§ **Excerpt**
Skip to content

A nextflow pipeline which executes treemix on a population of interest

Notifications You must be signed in to change notification settings

cnr-ibba/nf-treemix

Repository files navigation

nf-treemix

A nextflow pipeline which executes treemix on a population of interest

Background

This pipeline is an attempt to call treemix on a PLINK binary file. All the steps required to produce the treemix input files are managed within this pipeline. It's possible to calculate multiple iterations (and adding -bootstrap as additional parameter) results will be evaluated with the OptM package and a consensus tree will be finally generated. It's also possible to replace treemix with OrientaGraph

Data preparation

This pipeline require at least two input file. First is a PLINK binary files already filtered by missing genotypes or samples. The second is a TSV file required to extract the samples of interest from the PLINK file and to assign label ids to treemix cluster. This file need to have 3 columns: FID, IID and cluster ID: You can derive the first two columns form the plink binary file (the .fam) file. The third column could be equal to the first column if you want to use the FID as treemix cluster IDs, or you could provide different cluster ids, for example if you want more FID be included in the same group or vice-versa.

§ **Set task A**
In the rows, can you rewrite the part that opens with the line containing "Mark one point per instance of the sky" and closes with the line containing "x=225, y=101", replacing "sky" with "open sky" and leaving everything else unchanged?
The rows below have no connection to the README above, and neither depends on the other.

[Rows from a pointing dataset]
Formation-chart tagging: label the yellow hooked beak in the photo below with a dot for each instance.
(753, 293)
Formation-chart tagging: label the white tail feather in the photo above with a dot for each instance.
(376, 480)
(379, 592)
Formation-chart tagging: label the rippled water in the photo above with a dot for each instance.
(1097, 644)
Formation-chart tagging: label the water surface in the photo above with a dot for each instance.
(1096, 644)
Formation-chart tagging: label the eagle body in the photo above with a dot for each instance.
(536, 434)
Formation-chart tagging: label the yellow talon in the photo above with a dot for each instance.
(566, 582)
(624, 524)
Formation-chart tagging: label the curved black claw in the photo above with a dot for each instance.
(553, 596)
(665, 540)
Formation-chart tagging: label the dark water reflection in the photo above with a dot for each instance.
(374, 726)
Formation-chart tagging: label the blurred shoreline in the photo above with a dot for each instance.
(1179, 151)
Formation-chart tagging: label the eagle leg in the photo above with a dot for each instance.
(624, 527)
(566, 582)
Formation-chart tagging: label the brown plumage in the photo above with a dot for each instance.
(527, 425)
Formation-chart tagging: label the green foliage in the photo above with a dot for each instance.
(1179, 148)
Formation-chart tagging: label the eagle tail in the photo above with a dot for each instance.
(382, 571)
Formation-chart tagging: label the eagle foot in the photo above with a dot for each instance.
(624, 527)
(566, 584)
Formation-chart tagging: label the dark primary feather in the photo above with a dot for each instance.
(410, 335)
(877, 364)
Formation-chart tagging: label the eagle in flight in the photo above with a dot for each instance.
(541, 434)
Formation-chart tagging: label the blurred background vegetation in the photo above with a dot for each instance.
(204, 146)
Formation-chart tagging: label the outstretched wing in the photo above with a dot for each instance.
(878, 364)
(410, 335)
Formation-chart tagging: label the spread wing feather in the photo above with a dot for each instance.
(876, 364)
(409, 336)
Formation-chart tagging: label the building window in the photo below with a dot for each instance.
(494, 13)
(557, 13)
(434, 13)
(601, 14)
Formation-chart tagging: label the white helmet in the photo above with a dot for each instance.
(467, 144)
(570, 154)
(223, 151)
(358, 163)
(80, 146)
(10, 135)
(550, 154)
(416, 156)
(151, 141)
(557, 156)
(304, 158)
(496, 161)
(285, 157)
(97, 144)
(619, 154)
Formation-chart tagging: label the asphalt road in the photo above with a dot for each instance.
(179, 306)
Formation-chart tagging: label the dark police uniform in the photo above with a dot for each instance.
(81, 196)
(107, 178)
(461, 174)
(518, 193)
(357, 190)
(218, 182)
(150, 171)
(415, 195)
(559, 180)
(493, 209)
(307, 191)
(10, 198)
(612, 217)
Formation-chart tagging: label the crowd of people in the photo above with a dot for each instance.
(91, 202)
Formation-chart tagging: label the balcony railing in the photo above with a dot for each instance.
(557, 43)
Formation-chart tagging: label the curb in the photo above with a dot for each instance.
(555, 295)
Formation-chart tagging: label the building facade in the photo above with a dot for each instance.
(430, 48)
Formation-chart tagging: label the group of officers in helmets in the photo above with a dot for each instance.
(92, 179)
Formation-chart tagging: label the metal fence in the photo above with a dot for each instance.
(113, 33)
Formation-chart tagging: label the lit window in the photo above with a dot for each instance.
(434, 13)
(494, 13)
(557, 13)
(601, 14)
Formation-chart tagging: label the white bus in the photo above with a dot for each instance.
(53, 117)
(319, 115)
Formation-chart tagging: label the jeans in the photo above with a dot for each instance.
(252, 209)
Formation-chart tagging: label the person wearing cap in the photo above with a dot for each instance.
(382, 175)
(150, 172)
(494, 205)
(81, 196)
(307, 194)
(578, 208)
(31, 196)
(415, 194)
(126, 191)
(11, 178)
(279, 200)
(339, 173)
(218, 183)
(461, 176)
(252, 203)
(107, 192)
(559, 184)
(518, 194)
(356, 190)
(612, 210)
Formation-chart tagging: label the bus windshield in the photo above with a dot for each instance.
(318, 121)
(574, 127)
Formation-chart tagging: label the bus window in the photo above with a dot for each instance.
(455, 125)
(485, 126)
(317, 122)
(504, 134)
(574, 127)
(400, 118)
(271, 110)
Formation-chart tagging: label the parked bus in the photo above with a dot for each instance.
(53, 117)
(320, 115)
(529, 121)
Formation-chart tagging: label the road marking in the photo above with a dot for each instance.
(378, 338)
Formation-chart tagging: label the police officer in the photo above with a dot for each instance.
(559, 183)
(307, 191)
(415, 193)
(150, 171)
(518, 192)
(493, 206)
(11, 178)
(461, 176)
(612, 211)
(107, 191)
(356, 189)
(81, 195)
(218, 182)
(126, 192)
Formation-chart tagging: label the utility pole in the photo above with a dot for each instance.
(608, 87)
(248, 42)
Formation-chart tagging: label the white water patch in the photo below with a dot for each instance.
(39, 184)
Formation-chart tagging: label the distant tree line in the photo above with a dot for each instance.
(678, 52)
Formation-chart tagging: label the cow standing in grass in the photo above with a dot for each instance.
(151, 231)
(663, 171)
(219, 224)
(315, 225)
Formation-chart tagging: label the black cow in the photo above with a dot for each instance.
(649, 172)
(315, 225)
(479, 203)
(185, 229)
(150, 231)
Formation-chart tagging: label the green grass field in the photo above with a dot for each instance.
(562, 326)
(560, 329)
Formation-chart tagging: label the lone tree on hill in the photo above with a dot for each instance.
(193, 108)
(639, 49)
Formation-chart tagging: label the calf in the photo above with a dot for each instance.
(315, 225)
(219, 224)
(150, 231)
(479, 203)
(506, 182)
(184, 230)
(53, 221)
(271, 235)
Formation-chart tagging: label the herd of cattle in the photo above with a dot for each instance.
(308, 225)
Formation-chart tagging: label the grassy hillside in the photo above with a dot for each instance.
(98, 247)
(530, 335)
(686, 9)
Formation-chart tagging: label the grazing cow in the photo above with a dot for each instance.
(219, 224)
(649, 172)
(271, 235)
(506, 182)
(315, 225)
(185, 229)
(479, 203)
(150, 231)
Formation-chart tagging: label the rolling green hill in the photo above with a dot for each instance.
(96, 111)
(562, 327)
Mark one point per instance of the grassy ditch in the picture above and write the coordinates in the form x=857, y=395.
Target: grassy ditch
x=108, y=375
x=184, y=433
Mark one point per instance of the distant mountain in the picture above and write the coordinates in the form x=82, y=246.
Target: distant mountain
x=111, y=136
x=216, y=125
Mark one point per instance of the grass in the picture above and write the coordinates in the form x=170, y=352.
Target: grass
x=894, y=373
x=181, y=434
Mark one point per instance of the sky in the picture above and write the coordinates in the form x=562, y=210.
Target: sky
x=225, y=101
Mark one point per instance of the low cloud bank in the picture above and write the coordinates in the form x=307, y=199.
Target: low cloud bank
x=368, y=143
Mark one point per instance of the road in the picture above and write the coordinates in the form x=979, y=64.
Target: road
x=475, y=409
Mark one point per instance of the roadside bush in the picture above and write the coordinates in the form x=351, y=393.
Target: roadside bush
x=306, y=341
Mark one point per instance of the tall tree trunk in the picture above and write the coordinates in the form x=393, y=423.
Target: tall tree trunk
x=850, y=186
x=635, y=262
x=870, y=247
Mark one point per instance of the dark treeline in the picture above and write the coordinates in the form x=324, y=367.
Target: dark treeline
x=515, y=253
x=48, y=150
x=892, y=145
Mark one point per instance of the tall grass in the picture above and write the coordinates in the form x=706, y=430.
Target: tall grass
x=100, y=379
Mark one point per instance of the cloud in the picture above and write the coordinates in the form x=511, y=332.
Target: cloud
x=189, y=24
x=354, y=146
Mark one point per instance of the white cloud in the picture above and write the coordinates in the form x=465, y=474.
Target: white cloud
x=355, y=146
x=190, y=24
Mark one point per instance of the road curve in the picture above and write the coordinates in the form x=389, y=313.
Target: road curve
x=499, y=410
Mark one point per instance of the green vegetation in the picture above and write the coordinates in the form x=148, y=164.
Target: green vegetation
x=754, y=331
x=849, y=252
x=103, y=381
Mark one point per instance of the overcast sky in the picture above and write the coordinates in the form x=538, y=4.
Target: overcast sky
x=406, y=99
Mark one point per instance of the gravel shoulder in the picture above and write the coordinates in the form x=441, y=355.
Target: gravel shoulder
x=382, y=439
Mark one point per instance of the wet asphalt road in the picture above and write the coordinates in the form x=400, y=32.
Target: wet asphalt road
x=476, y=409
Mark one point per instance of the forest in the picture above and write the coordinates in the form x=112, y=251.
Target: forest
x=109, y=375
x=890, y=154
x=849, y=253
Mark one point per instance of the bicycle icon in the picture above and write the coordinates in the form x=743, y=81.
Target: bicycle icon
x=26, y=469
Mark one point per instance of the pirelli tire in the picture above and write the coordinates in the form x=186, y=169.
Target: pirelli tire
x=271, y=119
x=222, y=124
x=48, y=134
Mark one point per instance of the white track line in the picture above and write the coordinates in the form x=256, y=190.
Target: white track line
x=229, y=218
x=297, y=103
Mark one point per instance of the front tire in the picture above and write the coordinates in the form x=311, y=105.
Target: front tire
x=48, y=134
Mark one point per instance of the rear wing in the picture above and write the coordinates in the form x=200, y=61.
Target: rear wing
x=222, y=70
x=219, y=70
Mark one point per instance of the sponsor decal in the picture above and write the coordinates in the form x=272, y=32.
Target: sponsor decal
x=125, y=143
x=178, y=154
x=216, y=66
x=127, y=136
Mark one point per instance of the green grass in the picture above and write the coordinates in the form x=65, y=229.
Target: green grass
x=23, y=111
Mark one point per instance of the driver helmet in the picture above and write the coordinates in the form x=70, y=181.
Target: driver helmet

§ **Set task B**
How might the nf-treemix README go on? Continue it from after its final sentence.

§ **Answer A**
Mark one point per instance of the open sky in the picture above and write the coordinates in the form x=562, y=210.
Target: open sky
x=225, y=101

§ **Answer B**
Calling the pipeline

The simplest way to calling this pipeline is to call nextflow and provide your plink binary file prefix (the same way you use to specify it with PLINK) and the samples TSV as a parameters, for example:

nexflow run cnr-ibba/nf-treemix -profile singularity --input <samples TSV> \
    --plink_prefix <the plink prefix>

You can provide outgroup to treemix simply by passing the --treemix_outgroup option, for example:

nexflow run cnr-ibba/nf-treemix -profile singularity --input <samples TSV> \
    --plink_prefix <the plink prefix> --treemix_outgroup <you outgroup ID>

If you want to test different migration hypothesis, you could provide the migrations steps with the --migrations parameter:

nexflow run cnr-ibba/nf-treemix -profile singularity --input <samples TSV> \
    --plink_prefix <the plink prefix> --migrations 5

This will call treemix 5 times, each one evaluating a different migration. If you want to call a single migration (for example, only M=5), you can add --single_migration option to nextflow command line:

nexflow run cnr-ibba/nf-treemix -profile singularity --input <samples TSV> \
    --plink_prefix <the plink prefix> --migrations 5 --single_migration

You can evaluate a single migration hypothesis multiple times, by providing the --n_iterations parameter:

nexflow run cnr-ibba/nf-treemix -profile singularity --input <samples TSV> \
    --plink_prefix <the plink prefix> --migrations 5 --n_iterations 5

Having more than 1 iterations let you to evaluate models with the OptM r-package. If you prefer calling OrientaGraph instead of treemix, you can use the --with_orientagraph option:

nexflow run cnr-ibba/nf-treemix -profile singularity --input <samples TSV> \
    --plink_prefix <the plink prefix> --migrations 5 --n_iterations 5 \
    --with_orientagraph

Creating a configuration file

The best way to manage this pipeline is to create a custom configuration file in which you can specify the parameters you need:

params {
    // pipeline input args
    input                   = "<your TSV file>"
    plink_prefix            = "<the PLINK prefix>"
    migrations              = 5
    single_migration        = false

    // treemix options
    treemix_outgroup        = "<your outgroup id>"
    treemix_k               = 1000

    // PLINK options (required to subset data properly)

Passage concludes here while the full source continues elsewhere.